BRIEF 1: Reproduce the retrofit article word for word from "There are strict" to "available at https://www.retrofitacademy.org/.".
BRIEF 2: Using the retrofit article, answer yes or no to each of these statements, quoting the words that decide it: (a) The Level 5 Diploma requires prior experience of retrofit. (b) The course features 12 eLearning modules. (c) The qualification is awarded by an Ofqual-regulated Awarding Body.

+++ PASSAGE PROVIDED

Recognising both the need for appropriate retrofit training for would-be Coordinators and the financial realities of retrofit in the UK, my organisation The Retrofit Academy CIC has led the development of a Level 5 Diploma in Retrofit Coordination and Risk Management. It is awarded by an Ofqual-regulated Awarding Body, and it is referenced in the PAS2035 as the required Qualification for anybody wanting to become a Retrofit Coordinator. Only somebody holding this qualification can apply to become an Accredited Retrofit Coordinator with one of the TrustMark schemes, such as Elmhurst Energy.

There are strict eligibility criteria for the qualification, meaning that only experienced built environment practitioners with existing qualifications can be considered. However, no prior experience of retrofit is required as the course provides this. It features 12 in-depth eLearning modules containing the knowledge required to properly coordinate and risk manage the technical and process risks associated with retrofitting. Further details are available at https://www.retrofitacademy.org/.       

Sustaining the Growth Trajectory

Boom and then bust. That has been the story of energy efficiency for many years. Boom periods in which some hay is made, but which attracts the unscrupulous into an industry without adequate quality control. Followed by bust, which is just painful for everyone, but the cowboys turn themselves in to extractors rather than installers and still make a killing. This must end – but how do we achieve sustained market growth?

PAS2035 introduces a framework for retrofit which will deliver safe, high-performance projects. The numbers of projects initially may be small, but scalability can follow. Investors will need to invest in the supporting infrastructure, such as manufacturing plants for prefabricated panels and workforce upskilling. Social landlords, now more confident in their supply chains and with short term deadlines, will refocus on the task. A pipeline of work in that sector will provide a bridge to the tipping point at which owner occupiers will buy retrofit, and private landlords will be obliged to. You only have to look at the level of activity in Scotland driven by the Energy Efficiency Standard for Social Housing (EESSH) to see that the sector is easily motivated. 

With a supply-side getting itself in to shape, all that appears to be missing is clear, consistent and ambitious government policies. The successor to ECO3 will be critical. One senses that all the R&D, pilots and trials are building towards something far more ambitious. Whether that remains driven by the big energy companies remains to be seen – the motivation for energy suppliers to reduce demand for their own product has always been a seeming contradiction. The trigger could of course be a Labour-led government, who have promised a retrofit programme as a matter of national infrastructure. Perhaps we will be clearer once Brexit (yes, 2700 words into this article and I finally mention it) and the small matter of a possible autumn General Election is out of the way. Whichever way, it needs to be big, bold and decisive and you all need to be ready for it. 

It is an enormous challenge, but the built environment has thrived when forced to innovate before and there is little doubt that we will work out how to deliver retrofit at scale from a technical and supply-side perspective. There should be little doubt either that a market for retrofit in social housing is almost upon us, notwithstanding some incentives and investment from central government. Demand in the private market remains the great unknown, and where the greatest opportunities lie. But if you thought retrofit is still toxic, it may be time to break out the Mick Jagger Detox Kit and look at it with fresh eyes.

++++++
+++ MATERIAL SHOWN

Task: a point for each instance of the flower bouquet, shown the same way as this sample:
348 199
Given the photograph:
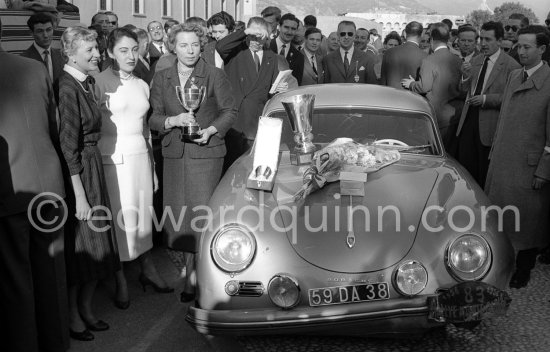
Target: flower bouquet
343 154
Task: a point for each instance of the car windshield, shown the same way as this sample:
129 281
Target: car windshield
368 126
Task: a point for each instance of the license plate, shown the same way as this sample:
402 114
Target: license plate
348 294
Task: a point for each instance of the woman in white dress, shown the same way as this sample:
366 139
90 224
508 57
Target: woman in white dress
127 160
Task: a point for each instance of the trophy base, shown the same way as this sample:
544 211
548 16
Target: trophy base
190 133
301 158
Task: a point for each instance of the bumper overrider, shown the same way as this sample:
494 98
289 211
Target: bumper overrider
468 301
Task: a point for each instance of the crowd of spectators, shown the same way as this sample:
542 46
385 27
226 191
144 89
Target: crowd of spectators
105 127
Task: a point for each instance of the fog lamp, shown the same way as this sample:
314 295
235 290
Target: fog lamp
284 291
410 278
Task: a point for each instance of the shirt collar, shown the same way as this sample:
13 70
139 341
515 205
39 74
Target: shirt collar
467 58
40 49
280 44
350 52
532 70
75 73
493 58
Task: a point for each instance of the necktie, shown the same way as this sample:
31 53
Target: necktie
346 62
282 52
313 64
47 61
257 61
481 79
89 85
525 76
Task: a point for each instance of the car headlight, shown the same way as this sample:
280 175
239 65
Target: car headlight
410 278
233 248
468 257
284 291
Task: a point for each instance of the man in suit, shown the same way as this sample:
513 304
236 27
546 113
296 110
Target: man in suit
251 71
515 22
438 79
519 169
347 64
143 69
404 60
313 64
41 27
220 25
467 42
483 80
33 294
157 47
282 45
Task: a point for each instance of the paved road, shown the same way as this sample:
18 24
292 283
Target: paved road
155 323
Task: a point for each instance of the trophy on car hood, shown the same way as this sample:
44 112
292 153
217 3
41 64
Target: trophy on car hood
191 98
299 109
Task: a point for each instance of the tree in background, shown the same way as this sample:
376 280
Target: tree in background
503 11
478 17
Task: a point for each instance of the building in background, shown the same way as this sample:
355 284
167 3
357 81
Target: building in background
397 21
141 12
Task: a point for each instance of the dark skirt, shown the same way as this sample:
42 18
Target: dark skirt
188 183
90 246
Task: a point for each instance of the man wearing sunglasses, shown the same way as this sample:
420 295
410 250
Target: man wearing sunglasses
515 22
519 170
282 45
348 64
483 81
438 80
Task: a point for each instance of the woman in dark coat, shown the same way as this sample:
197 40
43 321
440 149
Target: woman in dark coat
191 169
90 244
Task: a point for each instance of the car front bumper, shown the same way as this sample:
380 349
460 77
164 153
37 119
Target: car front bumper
391 317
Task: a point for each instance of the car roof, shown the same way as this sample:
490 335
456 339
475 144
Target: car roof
351 94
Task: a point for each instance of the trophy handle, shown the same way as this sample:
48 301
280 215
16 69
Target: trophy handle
203 93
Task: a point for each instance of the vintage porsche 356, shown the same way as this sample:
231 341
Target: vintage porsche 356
425 248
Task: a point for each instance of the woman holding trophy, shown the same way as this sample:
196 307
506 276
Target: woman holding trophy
192 109
127 155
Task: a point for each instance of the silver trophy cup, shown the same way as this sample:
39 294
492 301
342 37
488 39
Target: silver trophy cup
191 99
299 109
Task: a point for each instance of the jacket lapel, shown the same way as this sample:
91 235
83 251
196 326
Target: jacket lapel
173 82
250 72
497 69
337 61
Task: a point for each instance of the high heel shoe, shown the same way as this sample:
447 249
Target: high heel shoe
145 281
186 297
122 304
99 325
85 335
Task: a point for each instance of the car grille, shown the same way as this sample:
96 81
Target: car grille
250 289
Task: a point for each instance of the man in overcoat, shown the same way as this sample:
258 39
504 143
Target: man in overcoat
33 290
519 170
483 81
404 60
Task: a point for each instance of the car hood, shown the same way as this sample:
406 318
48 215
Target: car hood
383 222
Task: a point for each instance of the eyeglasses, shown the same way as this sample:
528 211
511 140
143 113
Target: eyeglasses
350 34
107 22
513 28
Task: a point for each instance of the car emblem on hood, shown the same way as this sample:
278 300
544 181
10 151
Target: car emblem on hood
350 239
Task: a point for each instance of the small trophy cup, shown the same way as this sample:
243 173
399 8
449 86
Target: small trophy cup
299 109
191 98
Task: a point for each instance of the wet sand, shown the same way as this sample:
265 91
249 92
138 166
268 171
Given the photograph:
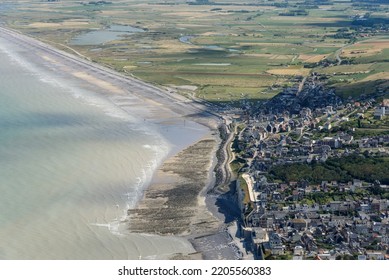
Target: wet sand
174 204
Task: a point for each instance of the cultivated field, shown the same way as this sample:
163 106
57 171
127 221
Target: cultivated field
224 51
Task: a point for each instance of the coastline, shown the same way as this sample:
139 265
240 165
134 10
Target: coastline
165 112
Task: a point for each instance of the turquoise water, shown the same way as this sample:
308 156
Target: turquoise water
103 36
71 164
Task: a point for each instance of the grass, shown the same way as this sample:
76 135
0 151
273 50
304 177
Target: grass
247 39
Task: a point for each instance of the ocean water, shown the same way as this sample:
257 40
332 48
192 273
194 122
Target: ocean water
71 164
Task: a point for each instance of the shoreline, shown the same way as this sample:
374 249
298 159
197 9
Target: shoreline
150 103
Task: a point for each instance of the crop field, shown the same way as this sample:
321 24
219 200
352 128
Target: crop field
224 50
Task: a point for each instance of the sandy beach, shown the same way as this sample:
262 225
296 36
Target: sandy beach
175 202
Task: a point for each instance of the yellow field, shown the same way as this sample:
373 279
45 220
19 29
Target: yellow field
366 48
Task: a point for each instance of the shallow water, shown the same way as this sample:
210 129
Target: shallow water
97 37
71 164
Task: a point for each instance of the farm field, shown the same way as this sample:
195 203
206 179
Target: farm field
222 51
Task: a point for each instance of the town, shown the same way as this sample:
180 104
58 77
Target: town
313 175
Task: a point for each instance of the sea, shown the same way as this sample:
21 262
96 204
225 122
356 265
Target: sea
71 164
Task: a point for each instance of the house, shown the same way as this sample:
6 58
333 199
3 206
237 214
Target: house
379 113
298 250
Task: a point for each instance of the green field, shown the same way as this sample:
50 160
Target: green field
235 49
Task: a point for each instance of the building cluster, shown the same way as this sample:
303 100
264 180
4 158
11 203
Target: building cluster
282 220
280 223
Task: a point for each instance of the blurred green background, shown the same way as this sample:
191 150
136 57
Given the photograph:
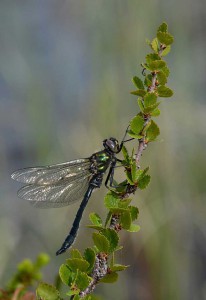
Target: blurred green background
66 69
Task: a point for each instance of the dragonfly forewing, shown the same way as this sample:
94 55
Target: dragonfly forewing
56 195
52 174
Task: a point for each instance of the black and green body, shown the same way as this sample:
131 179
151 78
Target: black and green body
62 184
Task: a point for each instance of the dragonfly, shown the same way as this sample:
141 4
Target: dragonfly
62 184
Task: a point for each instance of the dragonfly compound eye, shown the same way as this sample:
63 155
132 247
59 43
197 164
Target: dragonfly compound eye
112 144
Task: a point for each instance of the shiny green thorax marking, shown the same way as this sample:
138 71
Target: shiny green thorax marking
101 160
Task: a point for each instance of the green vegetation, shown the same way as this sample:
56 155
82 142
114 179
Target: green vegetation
83 271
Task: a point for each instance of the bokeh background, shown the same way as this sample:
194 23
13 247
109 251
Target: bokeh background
66 69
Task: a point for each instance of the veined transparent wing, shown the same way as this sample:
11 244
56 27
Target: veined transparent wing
53 174
55 195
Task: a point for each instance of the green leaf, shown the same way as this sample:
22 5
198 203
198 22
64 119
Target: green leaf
155 112
111 200
118 268
165 38
166 51
110 278
134 228
143 183
134 135
156 65
166 71
138 82
148 80
101 242
154 45
124 203
82 280
76 297
151 108
140 103
152 57
140 174
77 264
125 153
138 93
112 237
89 255
126 220
75 253
150 99
66 274
163 27
152 132
162 78
95 219
47 292
133 171
74 292
164 91
134 211
129 177
99 228
137 124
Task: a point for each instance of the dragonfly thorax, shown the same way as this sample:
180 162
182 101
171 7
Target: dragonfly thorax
111 145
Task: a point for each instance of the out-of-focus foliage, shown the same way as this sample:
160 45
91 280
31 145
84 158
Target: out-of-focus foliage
27 274
61 64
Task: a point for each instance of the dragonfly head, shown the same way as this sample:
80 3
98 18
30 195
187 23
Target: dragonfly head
111 145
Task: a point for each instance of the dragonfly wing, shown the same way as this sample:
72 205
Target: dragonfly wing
56 195
52 174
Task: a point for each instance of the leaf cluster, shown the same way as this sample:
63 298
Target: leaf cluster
82 272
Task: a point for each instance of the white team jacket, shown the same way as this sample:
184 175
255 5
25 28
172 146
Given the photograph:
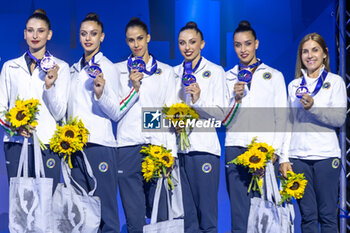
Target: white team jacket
16 81
156 91
84 105
211 80
313 133
262 113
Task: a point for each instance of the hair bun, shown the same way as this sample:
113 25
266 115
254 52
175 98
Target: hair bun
135 19
244 23
191 24
92 16
40 11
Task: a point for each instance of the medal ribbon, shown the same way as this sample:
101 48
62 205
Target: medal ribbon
319 84
47 54
188 67
241 66
153 67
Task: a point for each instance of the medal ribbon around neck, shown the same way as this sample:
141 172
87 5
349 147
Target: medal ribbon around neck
304 90
46 63
188 78
139 64
94 69
244 73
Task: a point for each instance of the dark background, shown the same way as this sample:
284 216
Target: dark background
279 25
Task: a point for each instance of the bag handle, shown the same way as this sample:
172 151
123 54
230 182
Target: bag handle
272 192
23 160
156 201
38 158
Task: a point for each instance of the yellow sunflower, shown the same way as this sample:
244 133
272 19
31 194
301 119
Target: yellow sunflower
296 184
34 123
84 132
193 113
155 151
70 131
166 159
31 103
18 116
148 168
65 145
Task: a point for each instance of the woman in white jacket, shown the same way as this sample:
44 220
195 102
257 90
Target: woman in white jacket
153 88
92 98
25 78
200 162
258 99
317 100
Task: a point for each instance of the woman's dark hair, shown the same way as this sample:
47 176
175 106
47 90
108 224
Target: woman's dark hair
244 26
40 14
192 25
92 17
136 22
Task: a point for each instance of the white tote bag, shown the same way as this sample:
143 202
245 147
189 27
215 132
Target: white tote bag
170 226
265 215
30 197
75 210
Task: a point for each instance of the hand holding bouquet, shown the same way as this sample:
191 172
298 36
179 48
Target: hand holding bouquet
292 186
157 162
180 114
22 118
255 158
72 136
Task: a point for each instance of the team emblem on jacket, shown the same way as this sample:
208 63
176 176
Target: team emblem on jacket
206 74
335 163
326 85
50 163
267 75
103 167
158 71
206 167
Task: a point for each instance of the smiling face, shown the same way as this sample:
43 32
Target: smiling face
91 36
245 46
37 34
137 40
190 45
312 57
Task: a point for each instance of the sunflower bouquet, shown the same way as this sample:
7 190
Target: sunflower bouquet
23 114
255 158
180 114
158 161
292 186
72 136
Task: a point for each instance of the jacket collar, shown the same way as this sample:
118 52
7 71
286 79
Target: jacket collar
21 62
202 65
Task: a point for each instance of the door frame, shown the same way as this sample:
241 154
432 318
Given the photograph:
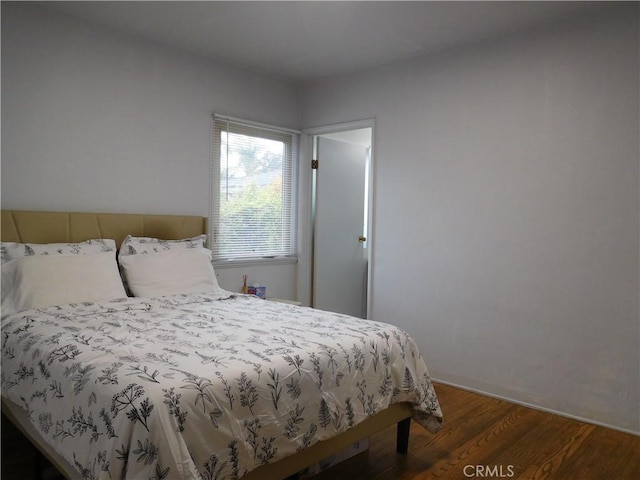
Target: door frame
307 179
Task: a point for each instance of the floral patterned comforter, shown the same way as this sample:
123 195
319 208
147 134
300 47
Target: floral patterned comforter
202 386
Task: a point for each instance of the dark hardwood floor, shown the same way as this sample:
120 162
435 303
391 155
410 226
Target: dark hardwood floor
483 437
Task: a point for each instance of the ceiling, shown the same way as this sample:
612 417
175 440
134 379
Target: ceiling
304 40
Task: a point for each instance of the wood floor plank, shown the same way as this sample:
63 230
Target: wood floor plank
501 439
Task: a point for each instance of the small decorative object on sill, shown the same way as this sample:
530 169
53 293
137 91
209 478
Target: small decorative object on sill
259 291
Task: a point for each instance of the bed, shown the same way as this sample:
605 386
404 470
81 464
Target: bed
197 384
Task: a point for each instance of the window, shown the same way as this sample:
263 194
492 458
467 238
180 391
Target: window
253 198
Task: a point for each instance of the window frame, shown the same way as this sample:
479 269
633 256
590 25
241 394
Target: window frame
290 162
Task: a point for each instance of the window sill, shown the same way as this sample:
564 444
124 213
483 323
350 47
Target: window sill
255 262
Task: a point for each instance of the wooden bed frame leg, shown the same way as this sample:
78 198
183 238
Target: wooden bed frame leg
402 440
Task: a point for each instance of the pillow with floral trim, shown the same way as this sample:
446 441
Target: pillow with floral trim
14 250
140 245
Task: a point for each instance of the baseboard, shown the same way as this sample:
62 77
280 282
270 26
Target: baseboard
534 406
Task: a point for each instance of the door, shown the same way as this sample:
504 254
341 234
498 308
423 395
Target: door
340 257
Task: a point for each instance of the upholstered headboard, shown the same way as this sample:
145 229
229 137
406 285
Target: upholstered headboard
63 227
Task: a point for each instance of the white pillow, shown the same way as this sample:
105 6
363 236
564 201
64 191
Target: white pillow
170 272
46 280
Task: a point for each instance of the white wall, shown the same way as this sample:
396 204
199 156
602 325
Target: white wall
95 120
507 210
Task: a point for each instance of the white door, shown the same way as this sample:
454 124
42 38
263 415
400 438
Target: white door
340 258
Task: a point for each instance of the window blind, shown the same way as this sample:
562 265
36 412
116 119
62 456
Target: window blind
253 195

++++++

WRITTEN RESPONSE 1:
There are strict eligibility criteria for the qualification, meaning that only experienced built environment practitioners with existing qualifications can be considered. However, no prior experience of retrofit is required as the course provides this. It features 12 in-depth eLearning modules containing the knowledge required to properly coordinate and risk manage the technical and process risks associated with retrofitting. Further details are available at https://www.retrofitacademy.org/.

WRITTEN RESPONSE 2:
(a) No: "no prior experience of retrofit is required as the course provides this."
(b) Yes: "It features 12 in-depth eLearning modules."
(c) Yes: "It is awarded by an Ofqual-regulated Awarding Body."